**THE PROBLEM**: For this exercise, restate the records word for word.

**SOURCE DATA**:
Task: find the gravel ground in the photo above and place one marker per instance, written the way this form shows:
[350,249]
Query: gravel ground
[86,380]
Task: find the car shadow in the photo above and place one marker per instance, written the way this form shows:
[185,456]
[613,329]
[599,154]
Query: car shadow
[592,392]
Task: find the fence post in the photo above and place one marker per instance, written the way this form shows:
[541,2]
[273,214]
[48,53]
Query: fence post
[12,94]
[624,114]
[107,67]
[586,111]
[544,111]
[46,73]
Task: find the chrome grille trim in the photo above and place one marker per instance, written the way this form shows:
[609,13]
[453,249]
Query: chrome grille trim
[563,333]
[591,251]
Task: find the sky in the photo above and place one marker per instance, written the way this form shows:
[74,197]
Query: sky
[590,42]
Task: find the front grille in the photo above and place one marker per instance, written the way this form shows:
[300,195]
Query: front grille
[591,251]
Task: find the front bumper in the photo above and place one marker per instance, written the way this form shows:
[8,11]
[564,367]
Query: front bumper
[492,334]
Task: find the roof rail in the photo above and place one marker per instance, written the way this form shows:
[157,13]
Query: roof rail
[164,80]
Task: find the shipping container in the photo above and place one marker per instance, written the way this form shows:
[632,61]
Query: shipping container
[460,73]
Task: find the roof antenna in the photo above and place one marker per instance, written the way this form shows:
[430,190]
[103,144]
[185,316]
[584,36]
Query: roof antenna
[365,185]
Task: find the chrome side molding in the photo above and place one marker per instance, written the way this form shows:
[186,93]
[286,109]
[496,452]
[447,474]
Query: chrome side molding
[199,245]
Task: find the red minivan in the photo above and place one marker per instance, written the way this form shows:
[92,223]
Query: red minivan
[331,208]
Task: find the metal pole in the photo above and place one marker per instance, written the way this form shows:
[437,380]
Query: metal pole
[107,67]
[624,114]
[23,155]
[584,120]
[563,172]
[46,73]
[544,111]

**FINAL ANSWER**:
Task: find the gravel ground in the photo above and place one marker per instance, written the way this form shows:
[350,249]
Query: gravel ground
[86,380]
Task: find the car shadow in the photo above and place one marker per instance, written the way this form shows:
[185,456]
[613,329]
[599,154]
Query: car shadow
[592,392]
Task: find the fence post in the photo above and place one marker per instance, written the way this form shows:
[541,2]
[273,214]
[48,53]
Query: fence post
[12,94]
[624,114]
[107,67]
[586,111]
[544,111]
[46,73]
Task: find the chrome grille trim in the photo above and place one marker per instance, written the way this form shows:
[609,13]
[453,249]
Query: chrome grille trim
[563,333]
[591,251]
Task: find the sky in the photo above and place one marker per instance, written the way this form shows:
[74,197]
Query: sky
[590,42]
Task: find the front grille in the photo above and place one marker per instance, written the way this form shows:
[300,195]
Query: front grille
[591,251]
Task: find the front bumper in the photo above and place one marker per instance, written the way this form shows:
[8,11]
[564,367]
Query: front bumper
[492,334]
Task: find the roof rail in the photo above and place one marker per instance, written the way this form shows:
[157,13]
Query: roof rail
[164,80]
Task: find the shipping container in the photo above and place one marker per instance, written the way this form shows:
[632,61]
Query: shipping container
[460,73]
Task: find the roof antenna in the photo above and place one marker per instance, written the way this form shows:
[430,190]
[103,144]
[185,316]
[584,36]
Query: roof antenna
[365,185]
Task: find the chrome side molding in the photo above and place one marker per instance, written the way this form shows:
[186,93]
[286,109]
[496,452]
[447,474]
Query: chrome side molding
[199,245]
Task: find the red minivan in the photo above and place one marker per instance, written the way this form shows:
[92,223]
Query: red minivan
[331,208]
Task: find the metal pole in the photo above and place one marker per instance, written the way this form shows:
[437,380]
Query: metal pole
[107,67]
[624,114]
[23,155]
[584,120]
[563,172]
[46,73]
[544,111]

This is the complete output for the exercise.